### [設定課題 1]
下記データの行のうち、文字列「ceiling」を含む行をすべて書き写して報告せよ。

### [提示文]
+ + +

また各木片の木目線が割れ目などにより損なわれることなく良好に変形され、それらが組み合わされることにより、表面に変化に富んだ木目模様が形成される。そのため、デザイン効果の高い外観を有する木目模様を容易に得ることができる。
【0006】
ここで、集成材が相対的に長尺に形成され複数の木片が相対的に短尺に形成されたとは、集成材からブランク部材を形成するときに金型により圧縮される面の主要部を形成する集成材の表面の最も短手となる外形幅寸法が、その表面に現われた木片の外形の長手方向の幅寸法よりも大きいことを意味する。このような集成材表面は、複数の木片がその短手方向に接合されるとともに、その長手方向にも接合された寄せ木細工状に構成された面となっている。
【0007】
複数の木片の形状は、隣接位置に配列された他の木片に対して密着可能であるとともに、圧縮時に相対移動容易な形状とすることが好ましい。そのためには、平面同士、あるいは互いに嵌合し合う断面を一定方向に延した形状、例えば断面が複数の山形を組み合わせた凹凸形状などとすることが好ましい。
また、成形後の強度を良好なものとするためには、複数の木片の長手方向を木質繊維方向とし、木質繊維方向に交差する方向に圧縮されていることが好ましい。
【0008】
なお、3次元形状は、3次元的な凹凸や湾曲を有する金型面形状が転写された形状であり、一方向に沿う断面形状が略同一とならない形状を意味し、例えば、平板形状、平板を2次元的に屈曲あるいは湾曲させた形状、柱形状は除外する。
【0009】
請求項2に記載の発明では、請求項1に記載の圧縮木材加工品において、前記ブランク部材形成工程では、前記ブランク部材を、前記集成材から構成される板部材として形成する方法とする。
この発明によれば、ブランク部材を板部材として形成するので、ブランク部材を形成するための除去加工を廃止または低減することができるので、容易かつ安価に製造することができる。特に、略均一肉厚を有する3次元形状の圧縮木材加工品を容易に製造することができる。
【0010】
請求項3に記載の発明では、請求項1に記載の圧縮木材加工品の製造方法において、前記ブランク部材形成工程では、前記ブランク部材を、前記集成材から切削加工することにより、前記金型の金型面の形状に略沿う3次元形状を有する3次元ブランク部材として形成する方法とする。
この発明によれば、ブランク部材を金型の金型面の形状に略沿う3次元形状を有する3次元ブランク部材として形成するので、圧縮成形する際、圧縮方向以外の変形量が少なくなる。すなわち圧縮方向に交差する方向にブランク部材が引張られることが少なくなるので圧縮負荷を低減することができる。そのため、3次元形状、特に起伏の大きな形状を高精度かつ高品質に成形することができる。
また、集成材から切削加工する際、切削面に種々の木目線が露出することにより、一層変化に富んだ木目模様が現われるので、よりデザイン効果に優れた木目模様を得ることができる。
【0011】
請求項4に記載の発明では、請求項3に記載の圧縮木材加工品の製造方法において、前記集成材が、前記ブランク部材の外形よりわずかに大きい3次元形状に形成された方法とする。

+ + +

### [元データ]

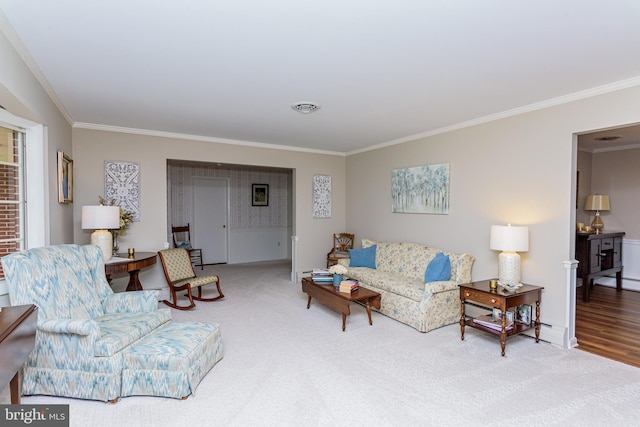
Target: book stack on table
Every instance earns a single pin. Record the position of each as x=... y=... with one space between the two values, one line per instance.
x=348 y=286
x=321 y=275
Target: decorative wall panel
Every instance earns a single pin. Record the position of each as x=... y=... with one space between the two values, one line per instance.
x=122 y=184
x=322 y=196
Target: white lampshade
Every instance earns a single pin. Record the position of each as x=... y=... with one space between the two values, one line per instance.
x=101 y=219
x=597 y=202
x=510 y=240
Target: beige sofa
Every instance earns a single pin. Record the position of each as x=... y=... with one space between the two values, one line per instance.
x=399 y=276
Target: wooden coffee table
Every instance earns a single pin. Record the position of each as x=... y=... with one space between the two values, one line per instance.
x=329 y=295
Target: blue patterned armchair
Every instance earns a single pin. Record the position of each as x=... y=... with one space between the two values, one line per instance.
x=87 y=339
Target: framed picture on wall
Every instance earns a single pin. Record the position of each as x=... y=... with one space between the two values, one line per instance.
x=259 y=194
x=65 y=178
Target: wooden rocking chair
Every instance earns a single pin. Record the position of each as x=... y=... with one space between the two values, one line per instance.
x=181 y=276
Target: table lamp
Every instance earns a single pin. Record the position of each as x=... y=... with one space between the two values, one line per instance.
x=510 y=240
x=597 y=202
x=101 y=219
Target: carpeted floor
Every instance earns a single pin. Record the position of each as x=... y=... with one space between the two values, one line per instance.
x=285 y=365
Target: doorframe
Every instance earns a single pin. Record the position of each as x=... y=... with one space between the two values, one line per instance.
x=227 y=182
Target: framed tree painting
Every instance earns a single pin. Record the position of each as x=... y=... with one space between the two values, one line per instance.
x=422 y=189
x=259 y=194
x=65 y=178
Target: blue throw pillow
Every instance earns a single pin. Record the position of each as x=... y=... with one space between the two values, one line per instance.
x=438 y=269
x=363 y=257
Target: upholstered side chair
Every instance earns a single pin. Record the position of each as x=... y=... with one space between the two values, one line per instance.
x=182 y=239
x=342 y=242
x=181 y=276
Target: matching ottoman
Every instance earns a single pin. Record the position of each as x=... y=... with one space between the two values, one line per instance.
x=172 y=360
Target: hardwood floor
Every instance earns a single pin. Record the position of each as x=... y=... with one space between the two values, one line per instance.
x=609 y=324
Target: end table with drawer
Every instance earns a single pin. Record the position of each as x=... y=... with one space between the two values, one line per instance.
x=481 y=294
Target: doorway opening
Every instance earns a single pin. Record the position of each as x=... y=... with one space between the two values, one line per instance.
x=216 y=199
x=606 y=163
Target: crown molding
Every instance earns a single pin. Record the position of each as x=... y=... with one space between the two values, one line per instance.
x=15 y=41
x=576 y=96
x=162 y=134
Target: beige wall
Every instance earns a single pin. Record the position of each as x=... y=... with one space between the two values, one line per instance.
x=23 y=96
x=584 y=187
x=93 y=147
x=617 y=173
x=518 y=170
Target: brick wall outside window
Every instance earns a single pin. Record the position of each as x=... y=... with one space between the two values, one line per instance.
x=10 y=211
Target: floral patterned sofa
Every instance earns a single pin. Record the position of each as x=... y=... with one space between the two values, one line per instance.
x=399 y=276
x=92 y=343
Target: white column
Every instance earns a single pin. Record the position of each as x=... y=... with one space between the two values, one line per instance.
x=570 y=339
x=294 y=258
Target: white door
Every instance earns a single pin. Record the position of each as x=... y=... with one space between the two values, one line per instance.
x=210 y=218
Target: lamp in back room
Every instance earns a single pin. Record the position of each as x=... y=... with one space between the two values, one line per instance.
x=510 y=240
x=101 y=219
x=597 y=202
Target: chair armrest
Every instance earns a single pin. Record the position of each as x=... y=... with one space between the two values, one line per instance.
x=70 y=326
x=440 y=286
x=131 y=302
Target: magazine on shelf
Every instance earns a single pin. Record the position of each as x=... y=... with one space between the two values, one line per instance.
x=523 y=314
x=491 y=322
x=497 y=313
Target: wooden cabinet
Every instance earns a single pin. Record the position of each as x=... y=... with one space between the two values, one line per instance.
x=598 y=255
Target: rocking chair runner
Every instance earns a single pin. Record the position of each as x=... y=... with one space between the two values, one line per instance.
x=181 y=276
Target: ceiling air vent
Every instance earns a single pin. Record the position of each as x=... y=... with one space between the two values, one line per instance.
x=608 y=138
x=305 y=107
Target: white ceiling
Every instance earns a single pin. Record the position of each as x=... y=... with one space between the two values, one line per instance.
x=382 y=71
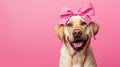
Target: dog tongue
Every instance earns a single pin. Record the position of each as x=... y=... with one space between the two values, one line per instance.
x=76 y=45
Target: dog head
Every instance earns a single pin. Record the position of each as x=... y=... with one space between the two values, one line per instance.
x=76 y=32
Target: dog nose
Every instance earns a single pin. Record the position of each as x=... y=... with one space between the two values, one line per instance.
x=77 y=33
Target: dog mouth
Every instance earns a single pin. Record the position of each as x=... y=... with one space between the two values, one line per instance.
x=79 y=44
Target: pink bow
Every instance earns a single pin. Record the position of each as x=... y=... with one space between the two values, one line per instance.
x=84 y=12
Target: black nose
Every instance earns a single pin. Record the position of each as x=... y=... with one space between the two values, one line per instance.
x=77 y=33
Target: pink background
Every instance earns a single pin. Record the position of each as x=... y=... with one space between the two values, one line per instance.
x=27 y=38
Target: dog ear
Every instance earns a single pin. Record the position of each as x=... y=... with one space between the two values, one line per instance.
x=92 y=29
x=59 y=30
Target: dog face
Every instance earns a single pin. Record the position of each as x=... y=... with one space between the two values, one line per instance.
x=76 y=32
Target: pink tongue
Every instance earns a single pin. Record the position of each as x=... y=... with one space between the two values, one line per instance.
x=77 y=44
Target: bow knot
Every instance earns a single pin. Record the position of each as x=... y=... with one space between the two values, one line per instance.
x=84 y=12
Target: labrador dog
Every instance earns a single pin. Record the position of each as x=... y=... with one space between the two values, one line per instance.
x=76 y=34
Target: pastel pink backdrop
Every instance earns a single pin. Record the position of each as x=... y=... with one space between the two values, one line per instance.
x=27 y=38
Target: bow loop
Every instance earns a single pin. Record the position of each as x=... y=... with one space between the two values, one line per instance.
x=66 y=13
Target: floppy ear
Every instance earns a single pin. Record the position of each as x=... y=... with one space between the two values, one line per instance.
x=59 y=30
x=92 y=29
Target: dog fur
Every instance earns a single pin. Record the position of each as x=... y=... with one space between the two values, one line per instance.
x=70 y=56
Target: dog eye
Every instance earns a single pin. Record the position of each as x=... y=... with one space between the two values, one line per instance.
x=83 y=23
x=69 y=24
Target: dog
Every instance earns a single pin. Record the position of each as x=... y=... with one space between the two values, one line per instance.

+ + +

### [設定課題 2]
上の提示文にある「複数の木片の形状は、隣接位置に配列された他の木片に対して密着可能であるとともに、圧縮時に相対移動容易な形状とすることが好ましい。」という一文を英語に訳せ。

### [出力全文 1]
Target: ceiling air vent
Target: white ceiling

### [出力全文 2]
The plurality of wood pieces preferably have a shape that allows them to fit closely against the other wood pieces arranged at adjacent positions and that allows easy relative movement during compression.